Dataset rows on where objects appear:
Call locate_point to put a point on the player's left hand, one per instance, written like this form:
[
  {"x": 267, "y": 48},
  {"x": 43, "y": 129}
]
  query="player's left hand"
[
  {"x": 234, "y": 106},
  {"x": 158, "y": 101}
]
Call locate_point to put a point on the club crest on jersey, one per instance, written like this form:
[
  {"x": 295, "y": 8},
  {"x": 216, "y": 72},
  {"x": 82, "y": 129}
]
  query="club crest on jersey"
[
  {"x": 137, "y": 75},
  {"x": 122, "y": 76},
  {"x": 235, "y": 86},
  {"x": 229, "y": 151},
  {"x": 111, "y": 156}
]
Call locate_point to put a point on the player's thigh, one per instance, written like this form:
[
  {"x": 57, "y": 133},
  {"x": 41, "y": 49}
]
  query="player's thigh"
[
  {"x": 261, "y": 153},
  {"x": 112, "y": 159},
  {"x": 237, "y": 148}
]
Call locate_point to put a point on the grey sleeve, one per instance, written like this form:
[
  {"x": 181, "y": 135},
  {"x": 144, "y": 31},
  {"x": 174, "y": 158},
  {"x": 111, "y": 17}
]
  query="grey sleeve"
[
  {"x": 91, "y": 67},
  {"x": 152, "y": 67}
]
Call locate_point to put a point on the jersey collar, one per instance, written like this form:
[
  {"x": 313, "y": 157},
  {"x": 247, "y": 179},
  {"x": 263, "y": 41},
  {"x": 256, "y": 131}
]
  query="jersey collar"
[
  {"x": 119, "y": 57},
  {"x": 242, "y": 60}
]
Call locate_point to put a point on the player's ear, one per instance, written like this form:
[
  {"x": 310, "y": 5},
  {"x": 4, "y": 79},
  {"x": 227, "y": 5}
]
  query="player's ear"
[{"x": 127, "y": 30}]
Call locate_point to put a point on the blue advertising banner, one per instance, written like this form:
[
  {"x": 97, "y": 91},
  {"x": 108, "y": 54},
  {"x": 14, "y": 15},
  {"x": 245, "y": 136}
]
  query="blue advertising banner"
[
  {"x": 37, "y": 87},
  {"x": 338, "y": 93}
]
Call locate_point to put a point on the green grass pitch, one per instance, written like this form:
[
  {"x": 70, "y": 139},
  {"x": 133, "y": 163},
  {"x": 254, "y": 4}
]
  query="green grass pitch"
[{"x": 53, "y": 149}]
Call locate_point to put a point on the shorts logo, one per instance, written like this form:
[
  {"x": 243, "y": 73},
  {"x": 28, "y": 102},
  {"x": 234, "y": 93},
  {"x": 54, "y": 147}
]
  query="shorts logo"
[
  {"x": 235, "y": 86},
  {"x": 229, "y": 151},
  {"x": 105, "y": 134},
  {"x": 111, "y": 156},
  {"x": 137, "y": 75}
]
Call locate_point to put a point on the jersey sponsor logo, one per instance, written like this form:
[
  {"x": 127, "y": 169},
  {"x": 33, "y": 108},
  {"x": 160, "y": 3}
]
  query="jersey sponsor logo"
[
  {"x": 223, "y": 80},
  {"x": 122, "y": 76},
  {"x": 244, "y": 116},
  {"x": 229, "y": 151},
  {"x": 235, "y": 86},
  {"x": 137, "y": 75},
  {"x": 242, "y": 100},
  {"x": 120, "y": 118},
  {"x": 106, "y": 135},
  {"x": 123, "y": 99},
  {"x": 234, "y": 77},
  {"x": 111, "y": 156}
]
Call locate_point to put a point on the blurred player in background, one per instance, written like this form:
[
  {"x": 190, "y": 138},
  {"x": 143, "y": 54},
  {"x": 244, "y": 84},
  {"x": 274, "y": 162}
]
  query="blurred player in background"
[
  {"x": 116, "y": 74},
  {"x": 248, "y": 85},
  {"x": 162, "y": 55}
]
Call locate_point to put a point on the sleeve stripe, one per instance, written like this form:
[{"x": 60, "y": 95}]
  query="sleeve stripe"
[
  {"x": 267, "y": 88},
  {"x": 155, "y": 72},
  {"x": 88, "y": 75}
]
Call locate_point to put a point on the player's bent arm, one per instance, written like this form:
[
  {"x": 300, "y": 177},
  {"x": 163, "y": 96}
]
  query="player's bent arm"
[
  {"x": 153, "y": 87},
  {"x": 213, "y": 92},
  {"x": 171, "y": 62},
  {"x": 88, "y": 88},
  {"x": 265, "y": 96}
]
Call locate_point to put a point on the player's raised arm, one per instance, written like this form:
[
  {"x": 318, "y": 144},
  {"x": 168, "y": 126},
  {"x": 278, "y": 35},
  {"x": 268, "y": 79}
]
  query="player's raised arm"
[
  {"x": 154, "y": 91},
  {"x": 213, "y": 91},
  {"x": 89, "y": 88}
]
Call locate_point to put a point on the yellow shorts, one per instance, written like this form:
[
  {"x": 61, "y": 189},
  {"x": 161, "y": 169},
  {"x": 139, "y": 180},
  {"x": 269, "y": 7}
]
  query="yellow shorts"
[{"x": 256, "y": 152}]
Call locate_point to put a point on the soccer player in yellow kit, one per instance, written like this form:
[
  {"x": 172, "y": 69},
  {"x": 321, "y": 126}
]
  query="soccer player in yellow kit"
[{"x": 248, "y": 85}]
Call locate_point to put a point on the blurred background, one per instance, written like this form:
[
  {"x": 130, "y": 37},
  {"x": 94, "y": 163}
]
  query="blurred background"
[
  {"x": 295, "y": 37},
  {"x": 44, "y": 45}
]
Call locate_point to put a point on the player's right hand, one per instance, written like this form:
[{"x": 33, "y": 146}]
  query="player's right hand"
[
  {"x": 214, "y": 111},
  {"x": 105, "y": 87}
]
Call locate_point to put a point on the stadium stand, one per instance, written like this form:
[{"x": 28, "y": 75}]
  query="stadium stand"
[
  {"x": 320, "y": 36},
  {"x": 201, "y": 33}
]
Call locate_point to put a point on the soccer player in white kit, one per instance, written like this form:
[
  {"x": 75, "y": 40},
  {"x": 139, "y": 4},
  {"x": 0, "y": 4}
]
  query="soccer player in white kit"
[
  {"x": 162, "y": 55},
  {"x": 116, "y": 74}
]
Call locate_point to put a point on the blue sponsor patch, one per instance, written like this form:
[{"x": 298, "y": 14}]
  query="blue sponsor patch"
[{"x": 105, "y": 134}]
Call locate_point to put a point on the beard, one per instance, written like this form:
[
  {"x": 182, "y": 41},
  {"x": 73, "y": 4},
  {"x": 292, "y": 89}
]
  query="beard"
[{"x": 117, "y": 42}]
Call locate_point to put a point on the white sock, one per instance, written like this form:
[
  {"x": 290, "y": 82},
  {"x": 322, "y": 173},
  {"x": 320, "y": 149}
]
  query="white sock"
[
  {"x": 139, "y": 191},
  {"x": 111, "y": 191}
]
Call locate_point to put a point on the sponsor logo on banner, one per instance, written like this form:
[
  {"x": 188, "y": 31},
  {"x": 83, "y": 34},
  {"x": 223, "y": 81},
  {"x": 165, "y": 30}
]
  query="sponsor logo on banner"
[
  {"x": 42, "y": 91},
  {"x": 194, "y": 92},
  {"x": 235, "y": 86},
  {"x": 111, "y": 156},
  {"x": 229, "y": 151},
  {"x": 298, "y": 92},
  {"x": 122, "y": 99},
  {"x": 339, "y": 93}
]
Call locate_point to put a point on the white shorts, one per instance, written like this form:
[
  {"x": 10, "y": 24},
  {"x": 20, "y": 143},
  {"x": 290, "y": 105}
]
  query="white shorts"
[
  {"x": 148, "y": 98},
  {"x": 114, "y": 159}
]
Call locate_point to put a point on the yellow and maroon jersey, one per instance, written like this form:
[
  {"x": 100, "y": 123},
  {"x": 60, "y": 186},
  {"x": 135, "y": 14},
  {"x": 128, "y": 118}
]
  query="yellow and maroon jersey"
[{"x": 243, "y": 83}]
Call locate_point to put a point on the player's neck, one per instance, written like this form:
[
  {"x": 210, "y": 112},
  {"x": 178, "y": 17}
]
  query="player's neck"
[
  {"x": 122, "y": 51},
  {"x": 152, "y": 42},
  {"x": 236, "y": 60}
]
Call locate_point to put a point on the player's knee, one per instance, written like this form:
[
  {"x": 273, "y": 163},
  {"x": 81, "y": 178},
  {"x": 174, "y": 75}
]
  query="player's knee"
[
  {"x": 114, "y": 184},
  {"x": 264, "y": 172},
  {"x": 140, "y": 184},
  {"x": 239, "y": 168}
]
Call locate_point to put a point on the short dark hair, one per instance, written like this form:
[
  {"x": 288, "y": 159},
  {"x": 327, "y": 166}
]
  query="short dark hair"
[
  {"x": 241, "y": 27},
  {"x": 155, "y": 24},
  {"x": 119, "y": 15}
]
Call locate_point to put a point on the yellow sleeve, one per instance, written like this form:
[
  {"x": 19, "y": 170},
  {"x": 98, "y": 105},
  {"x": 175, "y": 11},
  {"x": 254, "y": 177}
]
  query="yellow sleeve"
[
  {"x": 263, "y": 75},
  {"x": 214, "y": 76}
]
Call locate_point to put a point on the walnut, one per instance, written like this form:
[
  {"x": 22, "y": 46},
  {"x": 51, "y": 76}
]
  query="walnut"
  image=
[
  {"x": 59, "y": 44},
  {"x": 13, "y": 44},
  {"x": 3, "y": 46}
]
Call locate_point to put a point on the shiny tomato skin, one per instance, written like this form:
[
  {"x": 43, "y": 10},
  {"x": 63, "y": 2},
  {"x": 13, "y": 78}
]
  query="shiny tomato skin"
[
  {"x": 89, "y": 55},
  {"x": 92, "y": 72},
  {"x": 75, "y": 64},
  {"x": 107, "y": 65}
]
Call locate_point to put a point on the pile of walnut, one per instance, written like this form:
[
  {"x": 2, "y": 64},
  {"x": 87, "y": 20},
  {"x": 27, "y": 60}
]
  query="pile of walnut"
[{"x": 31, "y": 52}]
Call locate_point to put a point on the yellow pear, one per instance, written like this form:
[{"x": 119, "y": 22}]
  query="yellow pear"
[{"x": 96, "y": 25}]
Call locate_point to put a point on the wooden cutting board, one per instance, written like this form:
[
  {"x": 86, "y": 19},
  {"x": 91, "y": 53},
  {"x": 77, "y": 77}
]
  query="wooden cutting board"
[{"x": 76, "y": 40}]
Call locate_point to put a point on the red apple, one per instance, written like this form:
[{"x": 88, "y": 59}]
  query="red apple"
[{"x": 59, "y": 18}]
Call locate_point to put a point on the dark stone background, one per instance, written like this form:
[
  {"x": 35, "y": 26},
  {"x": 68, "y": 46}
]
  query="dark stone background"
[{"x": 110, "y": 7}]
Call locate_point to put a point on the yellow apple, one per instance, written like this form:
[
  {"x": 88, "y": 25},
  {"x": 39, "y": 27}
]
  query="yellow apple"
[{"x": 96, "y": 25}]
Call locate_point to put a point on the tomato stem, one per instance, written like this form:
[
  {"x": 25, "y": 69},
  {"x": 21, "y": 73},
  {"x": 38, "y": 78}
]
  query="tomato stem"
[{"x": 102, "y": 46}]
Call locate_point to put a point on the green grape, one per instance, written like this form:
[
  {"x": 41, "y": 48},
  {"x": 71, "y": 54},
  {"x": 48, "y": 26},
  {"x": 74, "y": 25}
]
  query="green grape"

* **Task description**
Output exactly the lines above, from the one holding "Call locate_point to put a point on the wooden" through the end of the data, including the first and last.

* **The output**
Call locate_point to put a point on the wooden cutting board, one per instance, written like this form:
[
  {"x": 86, "y": 19},
  {"x": 91, "y": 53},
  {"x": 77, "y": 77}
]
  query="wooden cutting board"
[{"x": 76, "y": 40}]
Call locate_point to put a point on the red apple, one per instance, written like this form:
[{"x": 88, "y": 59}]
  query="red apple"
[{"x": 59, "y": 18}]
Call locate_point to put a point on the dark stone background, one per instance, written like this form:
[
  {"x": 35, "y": 26},
  {"x": 68, "y": 46}
]
  query="dark stone background"
[{"x": 110, "y": 7}]
Call locate_point to put a point on the yellow apple, one per instance, written like this form:
[
  {"x": 88, "y": 25},
  {"x": 39, "y": 27}
]
  query="yellow apple"
[{"x": 96, "y": 25}]
Call locate_point to put a point on the tomato stem, one per instance, written like this form:
[
  {"x": 25, "y": 69},
  {"x": 21, "y": 73},
  {"x": 38, "y": 78}
]
  query="tomato stem"
[{"x": 102, "y": 46}]
Call locate_point to put a point on the green grape, one per instance, written like this form:
[
  {"x": 41, "y": 48},
  {"x": 71, "y": 54},
  {"x": 48, "y": 26},
  {"x": 74, "y": 25}
]
  query="green grape"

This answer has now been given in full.